- _Directive_
Carry the parenting piece below on "expected" versus "unexpected" behavior forward from its final line.

At my house, we talk repeatedly about what is “expected” and what is “unexpected”.
This helps my 8-year old, who has a knack for always doing the unexpected, know what normal behavior looks like so he doesn’t embarrass us, or get in trouble, or both.
Sometimes this lingo comes back to haunt me, because during some of these learning sessions, my son in return has replied:
“So, you want me to do what everyone else does? You want me to be completely NORMAL, REALLY?”
What to say next…
I want my kid to be an original, think for himself…. but then I tell him he needs to take cues from what the group is doing and follow suit.
To be average.
To not stand out or draw attention.
To be “Normal”
Hard concept to grasp at a young age.
And actually, a tough concept to grasp at MY age.
I have been thinking about this supposedly great advice I dish out to my son every day, and have been wondering, what if I apply these terms to my world, of living a mindful, healthy life?
Actually, it makes me a little uncomfortable.
What are Normal people doing?
What is Expected?
Well, if you read the news or listen to current documentaries about our culture you’ll hear that Normal people like us:
Eat processed foods and have no idea what is in it.
Eat way too much sugar. Too few vegetables.
Work too much, mostly sitting.
Much of the time we munch and slurp our fast food in cars, on the go.

- _Excerpted data_
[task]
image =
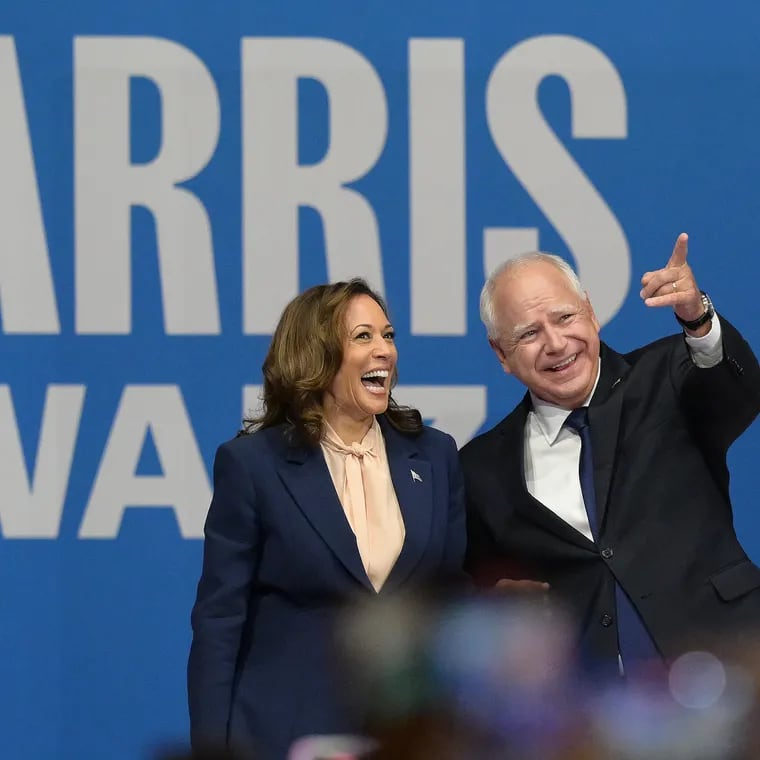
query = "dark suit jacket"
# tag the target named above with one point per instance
(660, 430)
(279, 560)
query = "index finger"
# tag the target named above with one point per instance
(680, 251)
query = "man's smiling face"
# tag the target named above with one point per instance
(548, 334)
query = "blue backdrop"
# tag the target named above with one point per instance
(172, 173)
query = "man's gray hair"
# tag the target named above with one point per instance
(487, 310)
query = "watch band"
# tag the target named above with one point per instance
(699, 321)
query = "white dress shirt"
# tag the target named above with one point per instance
(552, 452)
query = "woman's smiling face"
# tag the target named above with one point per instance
(361, 388)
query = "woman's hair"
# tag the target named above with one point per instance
(304, 357)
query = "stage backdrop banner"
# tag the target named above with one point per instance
(172, 173)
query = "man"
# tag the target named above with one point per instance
(622, 509)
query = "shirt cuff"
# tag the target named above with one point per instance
(706, 351)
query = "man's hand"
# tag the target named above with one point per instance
(675, 286)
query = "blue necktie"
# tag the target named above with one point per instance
(634, 641)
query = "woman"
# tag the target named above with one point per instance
(333, 493)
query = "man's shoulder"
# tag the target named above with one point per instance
(485, 443)
(660, 346)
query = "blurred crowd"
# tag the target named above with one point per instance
(497, 678)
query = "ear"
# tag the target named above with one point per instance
(503, 360)
(592, 314)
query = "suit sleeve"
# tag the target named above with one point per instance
(722, 401)
(219, 615)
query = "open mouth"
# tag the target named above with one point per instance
(376, 380)
(564, 364)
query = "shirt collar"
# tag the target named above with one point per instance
(550, 418)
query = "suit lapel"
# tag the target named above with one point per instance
(412, 478)
(305, 475)
(512, 455)
(604, 420)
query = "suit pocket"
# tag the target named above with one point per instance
(736, 580)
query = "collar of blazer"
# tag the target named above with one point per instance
(305, 475)
(604, 418)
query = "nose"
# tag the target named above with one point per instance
(555, 340)
(380, 346)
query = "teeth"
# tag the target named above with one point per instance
(569, 360)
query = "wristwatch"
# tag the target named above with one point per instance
(699, 321)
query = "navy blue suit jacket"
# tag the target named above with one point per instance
(279, 560)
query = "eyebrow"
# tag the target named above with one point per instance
(368, 326)
(518, 330)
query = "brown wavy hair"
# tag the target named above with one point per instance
(304, 357)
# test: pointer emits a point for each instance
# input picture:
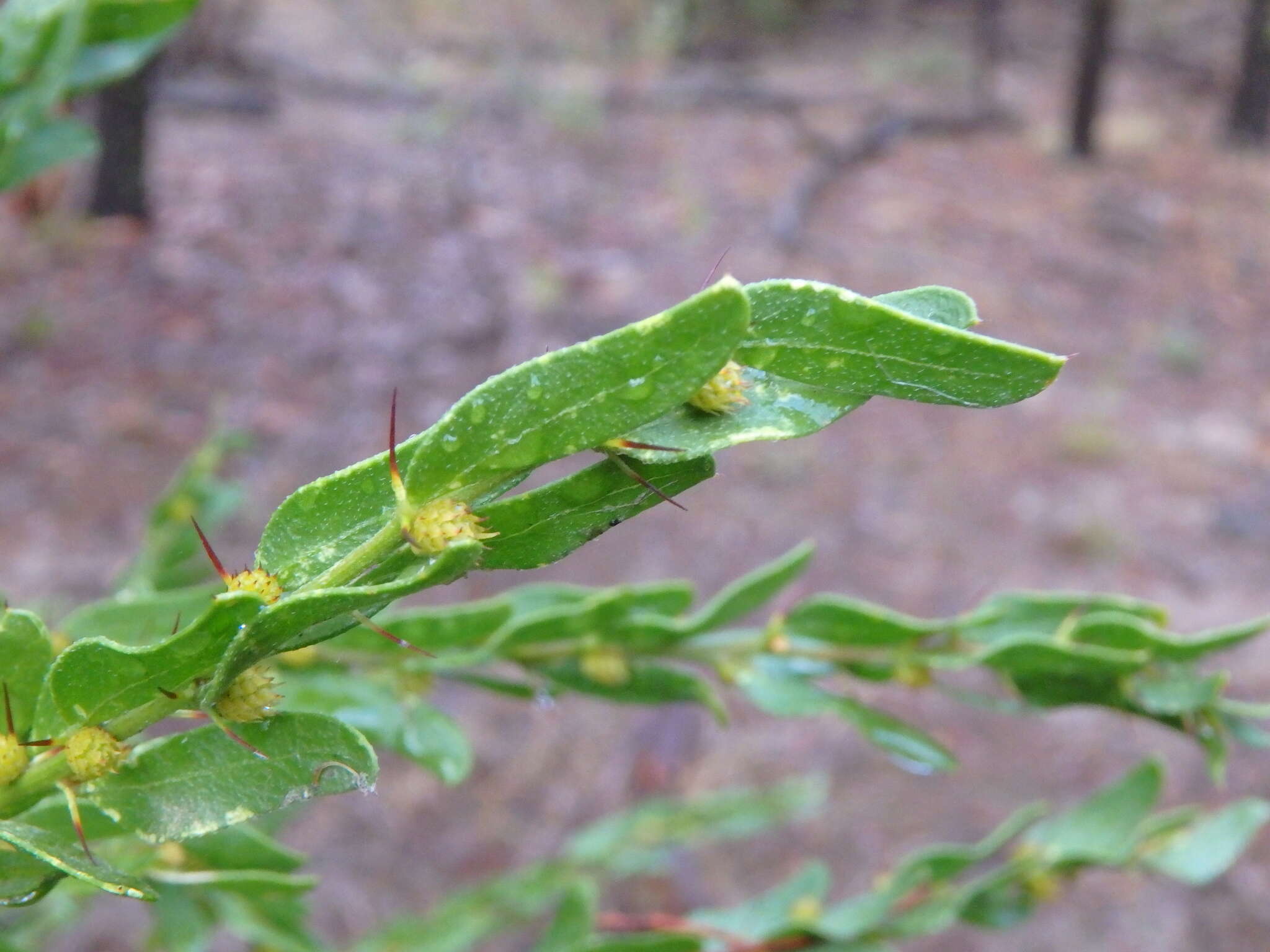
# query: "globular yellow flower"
(723, 392)
(605, 664)
(93, 752)
(442, 522)
(249, 697)
(257, 580)
(13, 759)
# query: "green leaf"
(546, 408)
(247, 881)
(1175, 690)
(848, 621)
(267, 920)
(244, 847)
(751, 591)
(70, 858)
(192, 783)
(579, 397)
(138, 619)
(790, 696)
(435, 628)
(309, 617)
(52, 143)
(548, 523)
(171, 555)
(646, 684)
(773, 912)
(641, 839)
(128, 19)
(180, 922)
(95, 679)
(470, 917)
(25, 654)
(911, 748)
(1013, 616)
(945, 861)
(1130, 633)
(934, 302)
(1104, 828)
(646, 942)
(775, 409)
(573, 922)
(24, 880)
(102, 64)
(830, 337)
(1044, 659)
(407, 726)
(1209, 847)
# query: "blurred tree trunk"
(988, 43)
(1250, 110)
(1096, 24)
(123, 110)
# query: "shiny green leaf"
(138, 619)
(406, 725)
(641, 839)
(934, 302)
(573, 920)
(540, 410)
(1105, 827)
(68, 857)
(773, 912)
(830, 337)
(751, 591)
(196, 782)
(1209, 847)
(848, 621)
(548, 523)
(25, 654)
(309, 617)
(95, 679)
(646, 684)
(775, 409)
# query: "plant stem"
(375, 550)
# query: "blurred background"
(306, 203)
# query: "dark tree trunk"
(1250, 110)
(988, 43)
(123, 108)
(1096, 24)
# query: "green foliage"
(342, 551)
(51, 50)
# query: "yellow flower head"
(93, 753)
(257, 580)
(13, 759)
(723, 392)
(249, 697)
(442, 522)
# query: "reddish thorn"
(706, 282)
(8, 711)
(207, 547)
(393, 467)
(241, 742)
(76, 822)
(623, 465)
(633, 444)
(389, 635)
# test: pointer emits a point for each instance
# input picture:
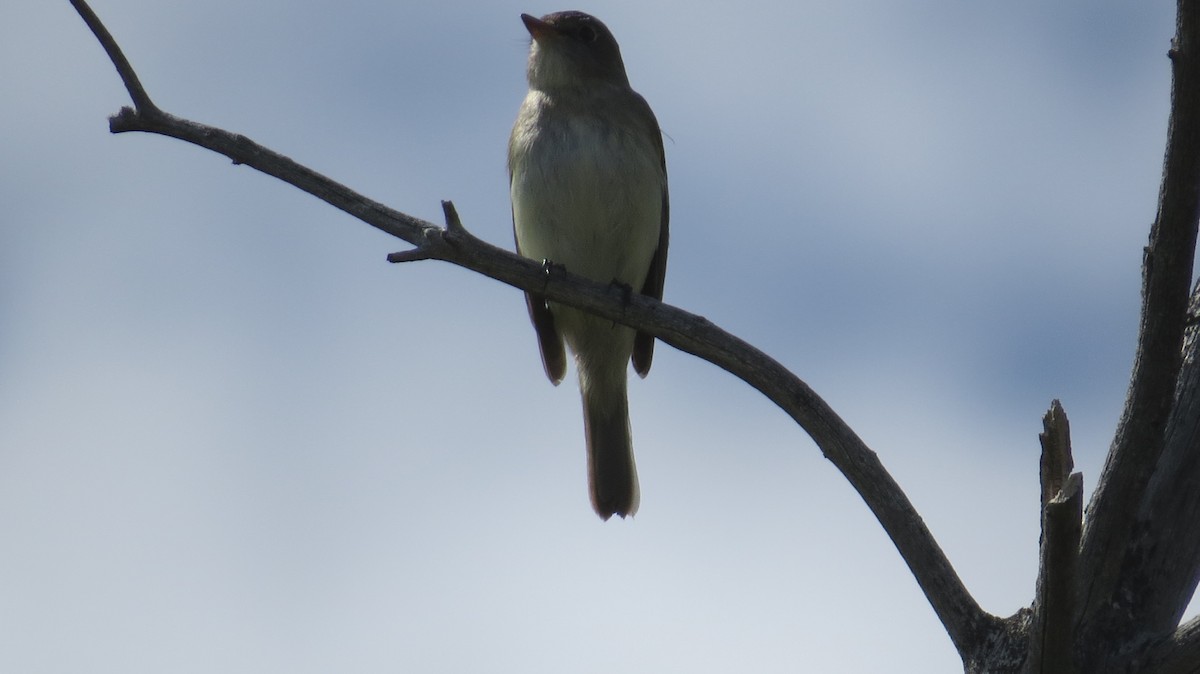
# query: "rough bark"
(1111, 588)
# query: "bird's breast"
(587, 192)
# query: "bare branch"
(1056, 458)
(132, 84)
(1163, 563)
(967, 625)
(1167, 274)
(1181, 654)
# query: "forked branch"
(967, 625)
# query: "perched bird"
(588, 182)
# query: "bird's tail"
(612, 476)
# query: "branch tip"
(451, 215)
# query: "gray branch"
(1167, 276)
(967, 625)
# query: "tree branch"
(1062, 505)
(967, 625)
(1167, 274)
(1163, 564)
(1181, 653)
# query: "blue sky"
(234, 439)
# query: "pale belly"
(593, 203)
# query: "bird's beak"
(537, 28)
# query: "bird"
(588, 185)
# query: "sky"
(234, 439)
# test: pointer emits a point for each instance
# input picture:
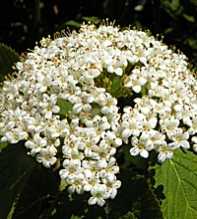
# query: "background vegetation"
(23, 22)
(28, 190)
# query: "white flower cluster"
(61, 111)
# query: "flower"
(64, 104)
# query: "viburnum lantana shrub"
(76, 100)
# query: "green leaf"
(73, 23)
(129, 215)
(179, 177)
(15, 167)
(93, 20)
(65, 107)
(38, 197)
(7, 58)
(189, 18)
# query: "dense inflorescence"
(61, 104)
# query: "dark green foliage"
(15, 168)
(7, 58)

- _Task result_
We hop from iPhone, iPad to TV, to Computer, to Kindle screens all day.
We never get up from our desks or video games to move around.
And never get exercise.
Fresh Air? What’s that?
Birds? Trees? Rivers? Haven’t seen them in ages!
But we still expect to live long, fulfilling lives, don’t we?
Because we are living a normal life, right? It’ll all work out just fine…
When I go out to eat with friends or family, or over the holidays, it’s expected to overindulge or get off routine.
It’s expected when I go out of town and get too busy, that it’s ok to get swept up in everyone else’s agenda and not have time to take a walk, or stretch or workout, or eat too much. It happens to everyone.
My mother tried this with me a few days ago, when after a long plane ride to visit her, she told me she didn’t think I had time for my workout the next day.
Really? She got the cold stare….
One of my favorite quotes, and one I say to myself relatively often for motivation (although I have no idea who first said it…..) is:
“If you want to eat like the average person, you will look like the average person”.
And I think you can probably put exercise in there too.
If we want to keep our health where it is now over time, we need to be mindful every day.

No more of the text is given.